- Short task -
How many lines of the material below contain the string "label"? Reply with the number alone.

- Stored records -
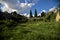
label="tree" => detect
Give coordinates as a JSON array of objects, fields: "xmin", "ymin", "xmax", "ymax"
[
  {"xmin": 34, "ymin": 9, "xmax": 37, "ymax": 17},
  {"xmin": 41, "ymin": 12, "xmax": 45, "ymax": 17},
  {"xmin": 30, "ymin": 10, "xmax": 33, "ymax": 17}
]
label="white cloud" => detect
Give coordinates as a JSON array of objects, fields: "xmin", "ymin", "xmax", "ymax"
[
  {"xmin": 49, "ymin": 7, "xmax": 55, "ymax": 11},
  {"xmin": 49, "ymin": 7, "xmax": 57, "ymax": 13},
  {"xmin": 0, "ymin": 0, "xmax": 37, "ymax": 12}
]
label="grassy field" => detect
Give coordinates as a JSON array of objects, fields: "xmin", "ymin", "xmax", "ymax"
[{"xmin": 0, "ymin": 22, "xmax": 60, "ymax": 40}]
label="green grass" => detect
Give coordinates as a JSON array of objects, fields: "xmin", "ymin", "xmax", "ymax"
[{"xmin": 1, "ymin": 22, "xmax": 60, "ymax": 40}]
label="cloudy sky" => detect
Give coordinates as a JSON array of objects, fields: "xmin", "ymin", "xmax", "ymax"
[{"xmin": 0, "ymin": 0, "xmax": 59, "ymax": 15}]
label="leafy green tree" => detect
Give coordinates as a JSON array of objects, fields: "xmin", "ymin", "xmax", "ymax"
[
  {"xmin": 34, "ymin": 9, "xmax": 37, "ymax": 17},
  {"xmin": 30, "ymin": 10, "xmax": 33, "ymax": 17},
  {"xmin": 41, "ymin": 12, "xmax": 46, "ymax": 17}
]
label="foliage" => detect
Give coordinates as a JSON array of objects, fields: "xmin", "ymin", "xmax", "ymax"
[
  {"xmin": 30, "ymin": 10, "xmax": 33, "ymax": 17},
  {"xmin": 34, "ymin": 9, "xmax": 37, "ymax": 17}
]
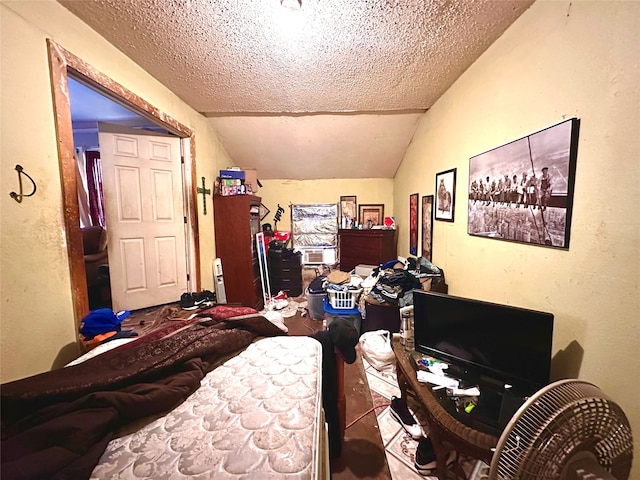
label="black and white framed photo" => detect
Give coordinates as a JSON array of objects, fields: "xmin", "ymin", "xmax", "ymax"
[
  {"xmin": 409, "ymin": 193, "xmax": 419, "ymax": 255},
  {"xmin": 467, "ymin": 118, "xmax": 580, "ymax": 249},
  {"xmin": 340, "ymin": 195, "xmax": 358, "ymax": 228},
  {"xmin": 422, "ymin": 195, "xmax": 433, "ymax": 261},
  {"xmin": 435, "ymin": 168, "xmax": 456, "ymax": 222}
]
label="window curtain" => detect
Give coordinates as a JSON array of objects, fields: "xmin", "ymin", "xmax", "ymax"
[
  {"xmin": 85, "ymin": 151, "xmax": 106, "ymax": 227},
  {"xmin": 75, "ymin": 148, "xmax": 91, "ymax": 228}
]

- Correct answer -
9